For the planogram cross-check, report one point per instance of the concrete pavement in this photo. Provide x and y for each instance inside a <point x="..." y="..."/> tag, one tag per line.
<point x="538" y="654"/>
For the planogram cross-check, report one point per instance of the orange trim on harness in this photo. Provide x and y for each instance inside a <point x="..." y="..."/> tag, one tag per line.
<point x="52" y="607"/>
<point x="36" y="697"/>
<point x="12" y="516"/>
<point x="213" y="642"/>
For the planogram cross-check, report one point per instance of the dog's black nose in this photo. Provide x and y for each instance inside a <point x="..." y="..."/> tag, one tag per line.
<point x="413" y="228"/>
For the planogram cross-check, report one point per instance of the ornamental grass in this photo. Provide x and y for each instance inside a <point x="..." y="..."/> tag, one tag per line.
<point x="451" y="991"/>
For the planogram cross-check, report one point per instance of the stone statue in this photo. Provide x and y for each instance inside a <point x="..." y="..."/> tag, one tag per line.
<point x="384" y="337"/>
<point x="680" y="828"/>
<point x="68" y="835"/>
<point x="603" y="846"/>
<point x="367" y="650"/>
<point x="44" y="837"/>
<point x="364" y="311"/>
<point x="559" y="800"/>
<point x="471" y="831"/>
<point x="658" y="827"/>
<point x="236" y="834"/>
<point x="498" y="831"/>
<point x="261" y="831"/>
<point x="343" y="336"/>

- Work instruction
Write out the whole listing exactly.

- Solution to the exercise
For the planogram cross-check, report one point per instance of the concrete pavement in this photo. Provide x and y for each instance inside a <point x="..." y="..."/> tag, one tag per line.
<point x="538" y="654"/>
For the planogram cross-check, report one point per instance of the orange trim on harness in this photo. Provide x and y for each instance inside a <point x="..." y="..."/> tag, one tag per line.
<point x="52" y="607"/>
<point x="36" y="697"/>
<point x="12" y="516"/>
<point x="213" y="642"/>
For the planogram cross-check, report one point per instance of the dog's black nose in this photo. Provide x and y for each instance inside a <point x="..." y="..."/> tag, one tag per line.
<point x="413" y="228"/>
For the planogram cross-check, report one point per instance of the ornamental grass in this photo. Provide x and y for each instance inside a <point x="..." y="..."/> tag, one tag per line.
<point x="451" y="991"/>
For the planogram cross-check, report one point per instance of the stone statue in this photo. Provide x and y for each instance inside a <point x="..." y="..."/> tag, one tag per line.
<point x="384" y="337"/>
<point x="680" y="828"/>
<point x="68" y="835"/>
<point x="603" y="846"/>
<point x="367" y="650"/>
<point x="44" y="837"/>
<point x="364" y="311"/>
<point x="559" y="800"/>
<point x="471" y="831"/>
<point x="658" y="827"/>
<point x="236" y="834"/>
<point x="498" y="831"/>
<point x="261" y="831"/>
<point x="343" y="336"/>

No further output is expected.